[EXERCISE REQUIREMENTS]
Restate, word for word, each entry that follows, but skip its pictures.

Records from a collection
___

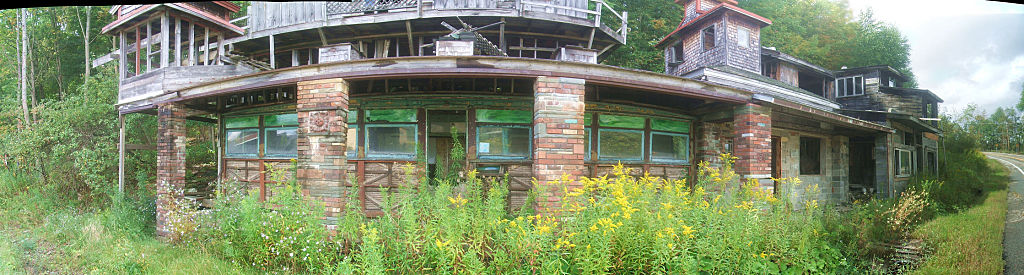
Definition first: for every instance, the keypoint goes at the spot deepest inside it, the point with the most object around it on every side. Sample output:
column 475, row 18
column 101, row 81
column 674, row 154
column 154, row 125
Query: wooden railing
column 271, row 15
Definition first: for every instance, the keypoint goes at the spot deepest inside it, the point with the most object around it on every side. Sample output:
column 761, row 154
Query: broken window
column 708, row 37
column 849, row 86
column 810, row 155
column 742, row 37
column 503, row 133
column 904, row 163
column 391, row 134
column 278, row 135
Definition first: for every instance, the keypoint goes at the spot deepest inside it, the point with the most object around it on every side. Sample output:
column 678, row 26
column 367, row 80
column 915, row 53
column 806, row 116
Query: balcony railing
column 269, row 15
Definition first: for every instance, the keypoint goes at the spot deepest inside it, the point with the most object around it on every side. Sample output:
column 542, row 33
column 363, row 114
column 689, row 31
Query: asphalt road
column 1013, row 238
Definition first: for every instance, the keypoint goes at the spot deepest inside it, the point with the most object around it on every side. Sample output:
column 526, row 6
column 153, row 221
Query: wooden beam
column 121, row 154
column 273, row 63
column 165, row 39
column 140, row 146
column 177, row 41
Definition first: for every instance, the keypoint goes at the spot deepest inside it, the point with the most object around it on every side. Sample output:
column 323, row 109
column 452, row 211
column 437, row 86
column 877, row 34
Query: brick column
column 558, row 135
column 170, row 159
column 323, row 111
column 753, row 143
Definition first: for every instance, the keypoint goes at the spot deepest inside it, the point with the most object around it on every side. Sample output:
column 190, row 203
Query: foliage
column 648, row 21
column 978, row 230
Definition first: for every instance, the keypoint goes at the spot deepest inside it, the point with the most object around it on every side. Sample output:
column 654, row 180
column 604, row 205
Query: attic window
column 849, row 86
column 742, row 37
column 708, row 37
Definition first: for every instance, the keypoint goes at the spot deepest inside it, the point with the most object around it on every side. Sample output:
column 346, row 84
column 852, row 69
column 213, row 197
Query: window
column 620, row 137
column 742, row 37
column 810, row 155
column 669, row 141
column 708, row 38
column 849, row 86
column 904, row 163
column 278, row 135
column 352, row 135
column 503, row 133
column 390, row 134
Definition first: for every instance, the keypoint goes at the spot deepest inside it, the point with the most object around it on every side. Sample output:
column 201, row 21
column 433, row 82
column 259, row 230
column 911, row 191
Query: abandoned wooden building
column 354, row 90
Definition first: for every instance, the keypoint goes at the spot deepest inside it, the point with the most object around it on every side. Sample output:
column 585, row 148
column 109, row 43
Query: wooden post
column 148, row 45
column 165, row 40
column 138, row 49
column 177, row 41
column 220, row 46
column 121, row 154
column 122, row 55
column 273, row 63
column 206, row 46
column 192, row 44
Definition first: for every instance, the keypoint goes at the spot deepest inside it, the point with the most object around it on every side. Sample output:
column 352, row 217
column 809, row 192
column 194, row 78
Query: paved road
column 1013, row 238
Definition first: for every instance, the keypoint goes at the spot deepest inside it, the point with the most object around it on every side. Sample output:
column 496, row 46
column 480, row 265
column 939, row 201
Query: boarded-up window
column 708, row 38
column 742, row 37
column 810, row 155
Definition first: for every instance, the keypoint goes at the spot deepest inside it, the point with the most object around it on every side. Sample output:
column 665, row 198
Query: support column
column 323, row 111
column 558, row 136
column 170, row 159
column 752, row 124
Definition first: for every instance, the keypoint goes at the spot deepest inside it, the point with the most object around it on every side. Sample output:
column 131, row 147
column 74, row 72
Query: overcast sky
column 967, row 51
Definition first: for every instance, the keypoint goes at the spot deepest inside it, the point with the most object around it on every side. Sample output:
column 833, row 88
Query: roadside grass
column 38, row 234
column 969, row 241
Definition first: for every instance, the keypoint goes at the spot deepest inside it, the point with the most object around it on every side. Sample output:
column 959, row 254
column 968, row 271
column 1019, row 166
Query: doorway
column 440, row 163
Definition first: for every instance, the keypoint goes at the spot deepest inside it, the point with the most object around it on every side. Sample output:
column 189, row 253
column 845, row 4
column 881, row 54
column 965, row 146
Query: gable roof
column 707, row 14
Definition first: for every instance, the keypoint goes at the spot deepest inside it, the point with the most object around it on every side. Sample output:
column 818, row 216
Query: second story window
column 708, row 38
column 849, row 86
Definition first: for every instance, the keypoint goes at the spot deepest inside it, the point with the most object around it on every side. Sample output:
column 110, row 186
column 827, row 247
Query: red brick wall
column 170, row 159
column 323, row 111
column 753, row 141
column 558, row 135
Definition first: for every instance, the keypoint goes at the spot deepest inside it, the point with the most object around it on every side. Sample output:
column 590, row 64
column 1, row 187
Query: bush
column 611, row 224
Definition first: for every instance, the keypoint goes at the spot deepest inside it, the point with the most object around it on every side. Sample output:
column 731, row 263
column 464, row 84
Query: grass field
column 969, row 241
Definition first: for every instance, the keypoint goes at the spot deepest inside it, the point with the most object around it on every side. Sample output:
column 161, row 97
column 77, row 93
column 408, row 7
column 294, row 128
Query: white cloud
column 968, row 52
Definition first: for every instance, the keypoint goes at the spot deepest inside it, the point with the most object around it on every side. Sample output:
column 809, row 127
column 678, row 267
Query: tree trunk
column 25, row 48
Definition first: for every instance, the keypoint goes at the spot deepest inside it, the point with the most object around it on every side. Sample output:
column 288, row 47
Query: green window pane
column 503, row 141
column 281, row 142
column 394, row 141
column 670, row 147
column 504, row 116
column 622, row 121
column 620, row 144
column 670, row 126
column 353, row 117
column 242, row 122
column 586, row 143
column 352, row 142
column 391, row 116
column 242, row 142
column 281, row 120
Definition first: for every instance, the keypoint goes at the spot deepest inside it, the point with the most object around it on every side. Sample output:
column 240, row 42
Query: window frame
column 899, row 164
column 819, row 155
column 854, row 80
column 476, row 136
column 704, row 38
column 261, row 128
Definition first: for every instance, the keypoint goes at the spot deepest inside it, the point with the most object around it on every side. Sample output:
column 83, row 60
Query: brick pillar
column 323, row 111
column 752, row 124
column 558, row 135
column 170, row 159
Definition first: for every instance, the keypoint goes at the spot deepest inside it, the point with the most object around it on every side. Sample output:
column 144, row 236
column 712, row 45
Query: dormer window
column 849, row 86
column 742, row 37
column 708, row 38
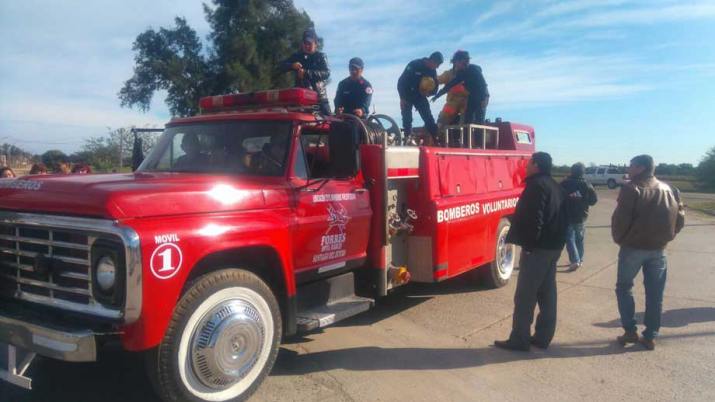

___

[WRITTEN SOLUTION]
Definition first: for every instance, the keypoint goes at the spot deepest inside it, the point with the most object around it on every side. Sample output:
column 475, row 18
column 101, row 81
column 674, row 154
column 154, row 125
Query: wooden railing
column 271, row 15
Definition first: for every instance, the keypoint goes at the spot deepest inside it, the point with the most object around it on every side. Sample output:
column 761, row 154
Query: broken window
column 708, row 37
column 849, row 86
column 810, row 155
column 742, row 37
column 503, row 133
column 904, row 163
column 391, row 134
column 278, row 135
Definition first: for every instance, the keypoint goes at the spot deepest inside it, the point with the most object around it on every side. Sample output:
column 678, row 26
column 367, row 80
column 915, row 53
column 806, row 116
Query: balcony railing
column 269, row 15
Definition first: for every instance, the keypoint goes at the spot deepest inside it, the point with the most object around it on every side. Sample output:
column 542, row 33
column 363, row 114
column 689, row 31
Query: asphalt road
column 1013, row 238
Definition first: for every instance, the keypoint goes at the spot deepest inside it, the point with the most object around it on every side. Sample output:
column 526, row 6
column 153, row 221
Query: wooden beam
column 121, row 154
column 273, row 63
column 165, row 39
column 140, row 146
column 177, row 41
Definition first: for every instance, the keypoint goes at the spot deepest inside it, the point with the most object around it on every side. Sample output:
column 323, row 109
column 452, row 211
column 437, row 86
column 877, row 34
Query: brick column
column 558, row 135
column 170, row 159
column 323, row 111
column 753, row 143
Definition first: for every instance, the keypoint goes at the spot deepest inside it, the point with the most object around it on every side. Sample output:
column 190, row 203
Query: foliage
column 648, row 21
column 978, row 230
Definition first: for every instance, the keypoint goes at the spot deepest inside it, the point with the most object around it on every side. Sample output:
column 654, row 180
column 604, row 205
Query: attic window
column 849, row 86
column 742, row 37
column 708, row 37
Definition first: for every instance, the keypoint goes at the spot deepest inside it, the point with the most object around it on every side. Sample output:
column 346, row 84
column 852, row 69
column 213, row 197
Query: window
column 620, row 137
column 742, row 37
column 810, row 155
column 669, row 141
column 708, row 38
column 849, row 86
column 904, row 163
column 278, row 135
column 352, row 135
column 503, row 133
column 390, row 134
Definition first: for every instance, the keypoint goes at the spot deepest inside it, the point with the most object around it on every side. Sample output:
column 201, row 21
column 433, row 82
column 259, row 230
column 911, row 191
Query: abandoned wooden building
column 354, row 90
Definition first: for every instance, the keypoint goes at the spot deepest inside it, the point with the most object around it on every side. Sample output:
column 585, row 148
column 109, row 43
Query: wooden post
column 148, row 45
column 165, row 40
column 138, row 49
column 177, row 41
column 220, row 46
column 121, row 154
column 122, row 55
column 273, row 63
column 206, row 46
column 192, row 44
Definition first: for every instance, the keypoint goes at the spot deepest inside it, the point with the most object around it on every side. Sample output:
column 352, row 217
column 809, row 192
column 194, row 78
Query: paved road
column 1013, row 238
Definition first: for every instance, the keypoint goes at the spot deepest inside it, the point with the most object around it on every side. Sample output:
column 496, row 46
column 480, row 265
column 939, row 201
Query: boarded-up window
column 708, row 38
column 742, row 37
column 810, row 155
Definition first: for every instance, the keypoint goes at the spot deepest inside it, the point with the most object around it on every side. Sample output:
column 665, row 198
Query: support column
column 323, row 111
column 558, row 136
column 170, row 159
column 752, row 124
Definition first: for every instance, the keypoint goes at the spot deepest inside it, the point with the most object around it on every side. Sample output:
column 131, row 147
column 74, row 72
Query: overcast sky
column 967, row 51
Definition first: for every instance, the keypoint goes at the spot deepest inside it, the point with the most object around it on every side. Sample output:
column 833, row 88
Query: roadside grass
column 38, row 234
column 969, row 241
Definition first: for every instance, the keypoint goes at the spot deepest inside it, the point with the most object around it on every side. Sample output:
column 959, row 254
column 968, row 271
column 1019, row 166
Query: doorway
column 440, row 163
Definition first: for every instance, the keypoint goes at the spot deepest inside it, the point with the most object around it on every side. Sample output:
column 189, row 253
column 845, row 4
column 881, row 54
column 965, row 146
Query: gable roof
column 707, row 14
Definition first: for every instance, the keypoint goes at the spot deepest inside it, the point with the most object around it on every side. Sample output:
column 818, row 216
Query: second story window
column 708, row 38
column 849, row 86
Definition first: for every instance, the keypoint goes at the spot deepest inside it, the point with the most object around it on every side. Sample output:
column 110, row 186
column 827, row 247
Query: red brick wall
column 170, row 159
column 323, row 111
column 753, row 141
column 558, row 135
Definition first: for every instance, the keypoint goes at the spot deepest inside it, the point with the most object around it on every side. Sample output:
column 590, row 64
column 1, row 187
Query: bush
column 611, row 224
Definition first: for every instance, the keypoint goes at the spot deepest inside it, the point with the most object around it on every side. Sample output:
column 731, row 263
column 464, row 84
Query: grass field
column 969, row 241
Definition first: for every instance, the keypoint goes at the spot deepest inside it, the point with the most object around it on every side. Sample output:
column 161, row 97
column 77, row 93
column 408, row 7
column 294, row 128
Query: white cloud
column 968, row 52
Definition first: for every instance, the keypoint goes at the spot deepest inside it, the point with the most object around it on every side. Sample output:
column 809, row 127
column 678, row 267
Query: tree trunk
column 25, row 48
Definition first: for every instance, the keypoint goes at the spot deepest inside it, the point with the most object around it on every side. Sample output:
column 288, row 47
Query: green window pane
column 503, row 141
column 281, row 142
column 394, row 141
column 670, row 147
column 504, row 116
column 622, row 121
column 620, row 144
column 670, row 126
column 353, row 117
column 242, row 122
column 586, row 143
column 352, row 142
column 391, row 116
column 242, row 142
column 281, row 120
Definition first: for every instance, the keypoint goes at the spot deepest inside it, the point with the most object around it on every side. Sample output:
column 240, row 42
Query: window frame
column 899, row 164
column 819, row 155
column 854, row 80
column 476, row 136
column 704, row 38
column 261, row 128
Definition first: for every instance, the keypoint goes at the spot deepest inside it, the point with the most object around it on every side. Sample output:
column 83, row 60
Query: brick pillar
column 323, row 111
column 752, row 124
column 558, row 135
column 170, row 159
Definition first: for every instance, the keypoint goes at the spot deepest inside it, the point with the most object around it on every side. Sample output:
column 144, row 236
column 712, row 45
Query: dormer window
column 849, row 86
column 742, row 37
column 708, row 38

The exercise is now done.